*** PAGINA

MEROITICA, Arte
Sotto la designazione di arte m. si intende il complesso delle manifestazioni artistiche che ha avuto luogo a mezzogiorno dell'Egitto dal IV sec. a.C. fino alla metà circa del IV sec. d.C. Essa prende il nome da Meroe, non molto a Ν dell'odierna Khartum, che durante tale periodo fu capitale di questo vasto territorio, succedendo in questa funzione alla più antica Napata (v.) (oggi Gebel Barkal) alla IV cateratta del Nilo.
Il fatto che per ragioni politiche e amministrative tale regione sia stata sotto il controllo delle autorità archeologiche egiziane fino al momento dell'indipendenza sudanese (1956) ha determinato una visione dei documenti di questo mondo in un'ottica egittizzante: gli stretti rapporti fra la civiltà napatea e i suoi modelli egiziani giustificavano questo atteggiamento, e i legami fra quella civiltà e quella più tarda comportavano un trasferimento di questo approccio anche alla seconda. È stata in grande misura la costruzione della nuova diga di Assuan quella che, concentrando sulla Nubia (v.) una attività di ricerca archeologica ineguagliata, ha fatto vedere l'in sufficienza dell'angolatura egiziana per la comprensione di molti fenomeni.
Si è preso così atto di quanto di autonomo c'è in quella regione in un organico svilupparsi e susseguirsi di civiltà varîe ma fra loro collegate, nella storia delle quali va inserita l'influenza (fino all'occupazione territoriale, per alcuni tempi) della confinante terra d'Egitto.
Di questa concezione di fondamentale autonomia culturale della Nubia in senso lato, il momento meroitico diventava (dopo quello assai più antico di Kerma) in certo modo il più importante e organicamente significativo. È il momento in cui uno stato territoriale ampio e di precisa struttura tratta con le altre potenze del tempo (i Tolemei e poi i Romani fino agli Axumiti), inventa una scrittura per una sua lingua, si testimonia in un'abbondante serie di documenti. Non è un caso se il periodo meroitico ha assunto, per il Sudan moderno, il peso e la funzione di rappresentante ufficiale del passato archeologico del paese.

******

COMPITI DA SVOLGERE:
(1) Secondo la pagina sull'arte meroitica, quale città fu capitale prima di Meroe?
(2) Riscrivi l'elenco dalla sua prima riga fino alla riga che contiene "(1133, 358)", inclusa, richieste comprese. Moltiplica per 0,7 ogni coordinata delle risposte e arrotonda all'intero, con le metà per eccesso.

*** DATI DI PARTENZA

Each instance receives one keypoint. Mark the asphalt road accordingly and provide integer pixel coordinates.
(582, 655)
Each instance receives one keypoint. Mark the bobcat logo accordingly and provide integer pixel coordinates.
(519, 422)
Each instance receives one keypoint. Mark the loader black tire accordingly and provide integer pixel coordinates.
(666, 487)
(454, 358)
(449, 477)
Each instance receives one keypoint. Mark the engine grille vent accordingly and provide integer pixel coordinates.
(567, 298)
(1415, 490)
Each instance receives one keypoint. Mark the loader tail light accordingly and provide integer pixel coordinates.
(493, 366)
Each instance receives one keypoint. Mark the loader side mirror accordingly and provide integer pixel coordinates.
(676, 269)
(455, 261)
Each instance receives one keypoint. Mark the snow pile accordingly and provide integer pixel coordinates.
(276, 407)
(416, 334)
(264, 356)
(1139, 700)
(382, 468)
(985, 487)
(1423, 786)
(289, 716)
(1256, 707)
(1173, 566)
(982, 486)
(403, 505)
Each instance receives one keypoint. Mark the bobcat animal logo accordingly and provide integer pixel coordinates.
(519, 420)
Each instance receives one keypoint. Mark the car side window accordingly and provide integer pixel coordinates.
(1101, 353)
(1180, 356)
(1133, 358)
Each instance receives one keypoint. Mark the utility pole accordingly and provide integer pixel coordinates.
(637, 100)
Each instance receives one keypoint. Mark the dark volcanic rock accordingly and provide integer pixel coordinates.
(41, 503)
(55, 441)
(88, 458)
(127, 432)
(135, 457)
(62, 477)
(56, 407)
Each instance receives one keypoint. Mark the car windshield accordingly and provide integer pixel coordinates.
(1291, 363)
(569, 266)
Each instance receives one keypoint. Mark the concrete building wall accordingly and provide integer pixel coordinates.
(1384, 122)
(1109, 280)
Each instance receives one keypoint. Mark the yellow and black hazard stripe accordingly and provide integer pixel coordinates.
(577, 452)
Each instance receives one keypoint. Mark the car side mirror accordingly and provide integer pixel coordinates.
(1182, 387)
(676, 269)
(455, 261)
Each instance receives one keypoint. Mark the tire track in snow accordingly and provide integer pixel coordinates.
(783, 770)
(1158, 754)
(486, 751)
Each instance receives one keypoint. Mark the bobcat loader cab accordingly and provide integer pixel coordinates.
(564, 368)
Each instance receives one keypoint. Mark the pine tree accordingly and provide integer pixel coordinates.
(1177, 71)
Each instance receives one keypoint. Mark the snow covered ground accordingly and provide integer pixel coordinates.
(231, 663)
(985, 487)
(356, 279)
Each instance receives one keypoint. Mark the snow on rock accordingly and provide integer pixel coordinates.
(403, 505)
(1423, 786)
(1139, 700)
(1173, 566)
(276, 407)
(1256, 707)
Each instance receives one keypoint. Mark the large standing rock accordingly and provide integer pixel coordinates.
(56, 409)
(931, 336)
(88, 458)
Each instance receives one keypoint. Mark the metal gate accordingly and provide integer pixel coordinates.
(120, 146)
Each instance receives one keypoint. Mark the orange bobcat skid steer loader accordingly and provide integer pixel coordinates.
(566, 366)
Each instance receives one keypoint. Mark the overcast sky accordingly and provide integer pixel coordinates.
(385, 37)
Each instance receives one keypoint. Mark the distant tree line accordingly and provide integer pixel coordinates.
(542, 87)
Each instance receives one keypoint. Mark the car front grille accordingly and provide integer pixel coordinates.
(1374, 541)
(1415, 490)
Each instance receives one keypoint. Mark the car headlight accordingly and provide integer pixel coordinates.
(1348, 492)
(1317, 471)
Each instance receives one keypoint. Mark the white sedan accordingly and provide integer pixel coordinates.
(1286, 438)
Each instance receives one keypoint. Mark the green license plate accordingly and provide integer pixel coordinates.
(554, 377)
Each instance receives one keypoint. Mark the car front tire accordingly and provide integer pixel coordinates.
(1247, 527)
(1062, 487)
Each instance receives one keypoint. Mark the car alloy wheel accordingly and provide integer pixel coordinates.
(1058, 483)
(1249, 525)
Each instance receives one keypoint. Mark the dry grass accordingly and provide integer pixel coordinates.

******

RISULTATI IN ORDINE:
(1) Napata, oggi Gebel Barkal, alla IV cateratta del Nilo.

(2)
Each instance receives one keypoint. Mark the asphalt road accordingly and provide integer pixel coordinates.
(407, 459)
Each instance receives one keypoint. Mark the bobcat logo accordingly and provide integer pixel coordinates.
(363, 295)
Each instance receives one keypoint. Mark the loader black tire accordingly and provide integer pixel coordinates.
(466, 341)
(318, 251)
(314, 334)
Each instance receives one keypoint. Mark the engine grille vent accordingly and provide integer pixel coordinates.
(397, 209)
(991, 343)
Each instance receives one keypoint. Mark the loader tail light accordingly and provide integer pixel coordinates.
(345, 256)
Each instance receives one keypoint. Mark the loader side mirror accordingly and provide integer pixel coordinates.
(473, 188)
(319, 183)
Each instance receives one keypoint. Mark the snow pile accordingly and provide integer pixel coordinates.
(193, 285)
(291, 234)
(185, 249)
(797, 490)
(267, 328)
(690, 341)
(996, 550)
(202, 501)
(879, 495)
(821, 396)
(687, 340)
(282, 354)
Each instance receives one keypoint. Mark the bobcat animal logo accordingly and provide integer pixel coordinates.
(363, 294)
Each instance receives one keypoint. Mark the car side window accordingly and provide integer pixel coordinates.
(771, 247)
(826, 249)
(793, 251)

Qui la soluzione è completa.